----- Source extract -----

All of the intrinsic functions have a vl
argument to specify the active
vector length, except a few functions operate regardless of vl
. e.g. vmv.x.s
,
vfmv.f.s
, vundefined
, vreinterpret
, vlmul_ext
, vlmul_trunc
, vget
,
vset
and vcreate
.
The intrinsic functions will only operate at most VLMAX
element if the vl
argument are larger than VLMAX
.
The semantics of following two snippets are equivalent. We strongly suggest the first form.
size_t vl = vsetvl_e8m1 (avl);
vint8m1_t va, vb, vc;
va = vadd_vv_i8m1(vb, vc, vl);
vint8m1_t va, vb, vc;
va = vadd_vv_i8m1(vb, vc, avl);
Intrinsics is the interface to the low level assembly in high level programming language. The intrinsic API has the goal to make all the V-ext instructions accessible from C/C++. The intrinsic names are as close as the assembly mnemonics. Besides the basic intrinsics corresponding to assembly mnemonics, there are intrinsics close to semantic naming.
The intrinsic names will encode return type if it is appropriate. It is easier to know the output type of the intrinsics from the name. In addition, if the intrinsic call is used as the operand, having the return type is more immediate. If there is no return value, the intrinsics will encode the input value types. If the return type is the same, use exceptional rules to differentiate them. See Exceptions in Naming.
In general, the naming rule of intrinsics is
INTRINSIC ::= MNEMONIC '_' RET_TYPE
MNEMONIC ::= Instruction name in v-ext specification. Replace '.' with '_'.
RET_TYPE ::= SEW LMUL
SEW ::= ( i8 | i16 | i32 | i64 | u8 | u16 | u32 | u64 | f16 | f32 | f64 )
LMUL ::= ( m1 | m2 | m4 | m8 | mf2 | mf4 | mf8 )
Example:
vadd.vv vd, vs2, vs1:
vint8m1_t vadd_vv_i8m1(vint8m1_t vs2, vint8m1_t vs1, size_t vl);
vwaddu.vv vd, vs2, vs1:
vint16m2_t vwaddu_vv_i16m2(vint8m1_t vs2, vint8m1_t vs1, size_t vl);
If intrinsics have the same return type under different input types, we could not use general naming rules directly on these intrinsics. It will cause the same intrinsic names for different input types.
This section lists all exceptional cases for intrinsic naming.
It does not encode return type into vector store. There is no return data for store operations. Instead, use the type of store data to name the intrinsics.
Example:
vse8.v vs3, (rs1):
void vse8_v_i8m1(int8_t *rs1, vint8m1_t vs3, size_t vl);
The result of vmadc
and vmsbc
is mask types. Becuase we use the ratio SEW
/LMUL
to name the mask types and multiple (SEW
, LMUL
) pairs map to the same ratio, in addition to use the return type to name the intrinsics, we also encode the input types to distinguish these intrinsics.

----- Dataset -----

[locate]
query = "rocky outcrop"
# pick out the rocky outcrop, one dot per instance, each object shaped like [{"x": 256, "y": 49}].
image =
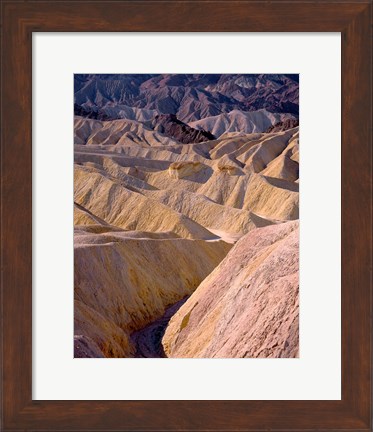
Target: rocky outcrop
[
  {"x": 190, "y": 97},
  {"x": 240, "y": 121},
  {"x": 121, "y": 284},
  {"x": 169, "y": 125},
  {"x": 289, "y": 123},
  {"x": 248, "y": 306}
]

-----

**Job A:** From the vector intrinsics text, set down everything from "The intrinsic names will" down to "Exceptions in Naming.".
**Job B:** In the vector intrinsics text, what type is used to name vector store intrinsics instead of the return type?

**Exercise result A:**
The intrinsic names will encode return type if it is appropriate. It is easier to know the output type of the intrinsics from the name. In addition, if the intrinsic call is used as the operand, having the return type is more immediate. If there is no return value, the intrinsics will encode the input value types. If the return type is the same, use exceptional rules to differentiate them. See Exceptions in Naming.

**Exercise result B:** The type of the store data.